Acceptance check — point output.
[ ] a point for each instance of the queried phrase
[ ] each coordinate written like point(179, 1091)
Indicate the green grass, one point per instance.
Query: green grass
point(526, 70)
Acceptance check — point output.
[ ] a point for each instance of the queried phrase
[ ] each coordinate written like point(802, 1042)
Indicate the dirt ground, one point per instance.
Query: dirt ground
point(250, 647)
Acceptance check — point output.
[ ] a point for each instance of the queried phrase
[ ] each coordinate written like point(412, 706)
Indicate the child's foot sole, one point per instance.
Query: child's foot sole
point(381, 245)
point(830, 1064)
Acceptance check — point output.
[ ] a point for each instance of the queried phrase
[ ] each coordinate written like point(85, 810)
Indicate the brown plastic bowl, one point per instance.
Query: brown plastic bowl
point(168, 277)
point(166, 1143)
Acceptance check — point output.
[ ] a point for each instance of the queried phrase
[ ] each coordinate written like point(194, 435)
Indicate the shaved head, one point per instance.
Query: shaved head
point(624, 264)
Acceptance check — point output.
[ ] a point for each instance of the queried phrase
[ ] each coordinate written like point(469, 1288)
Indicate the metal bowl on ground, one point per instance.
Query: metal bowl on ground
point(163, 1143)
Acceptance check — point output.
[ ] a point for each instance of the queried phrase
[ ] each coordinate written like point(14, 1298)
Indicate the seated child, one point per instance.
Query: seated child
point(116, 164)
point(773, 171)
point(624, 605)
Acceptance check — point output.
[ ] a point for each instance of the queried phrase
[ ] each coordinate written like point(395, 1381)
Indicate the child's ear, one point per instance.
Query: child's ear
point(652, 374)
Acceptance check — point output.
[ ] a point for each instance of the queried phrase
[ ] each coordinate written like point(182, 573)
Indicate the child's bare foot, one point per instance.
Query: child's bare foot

# # # #

**What is needed:**
Reproduce the material verbatim, starting with its first line and ending with the line that contains "point(652, 374)", including both of those lines.

**Complete response:**
Acceptance check — point output.
[ ] a point for each instance of the queried phrase
[ ] each coordinate written like point(179, 1091)
Indicate the green grass, one point per instance.
Query: green grass
point(526, 70)
Acceptance check — point output.
[ ] a point for each instance of the queried phrase
[ ] each coordinate written like point(802, 1042)
Indicate the dirt ground, one point per instance.
Query: dirt ground
point(250, 647)
Acceptance check — point output.
[ ] a point for each instance of the queried phrase
[ ] each coordinate written like point(412, 706)
Indicate the child's foot sole, one point per instance.
Query: child's foot sole
point(381, 245)
point(830, 1064)
Acceptance check — point output.
[ ] a point for each instance of the queried phrase
[ ] each coordinate written like point(85, 810)
Indicate the brown plastic bowl, one point per instance.
Query: brown plastic bowl
point(168, 277)
point(166, 1143)
Acceptance check — point output.
[ ] a point for each instance of the queried phrase
[ ] each coordinate written like point(194, 435)
Indicate the shaved head, one point per instance.
Query: shaved head
point(624, 264)
Acceptance check — point output.
[ ] a point for each instance of the queried phrase
[ ] each coordinate written like point(469, 1288)
Indicate the metal bowl on ground, one point per instance.
Query: metal bowl on ground
point(163, 1143)
Acceptance check — point output.
[ ] a point for each instance of the queried phrase
[ ] each coordinate written like point(14, 1298)
Indicate the seated child, one point per instance.
Query: seated child
point(116, 164)
point(773, 171)
point(624, 605)
Acceptance check — point output.
[ ] a point for each instance of the queried phrase
[ ] each coordinate written like point(395, 1381)
Indicate the child's ear, one point per instance.
Query: child's ear
point(652, 374)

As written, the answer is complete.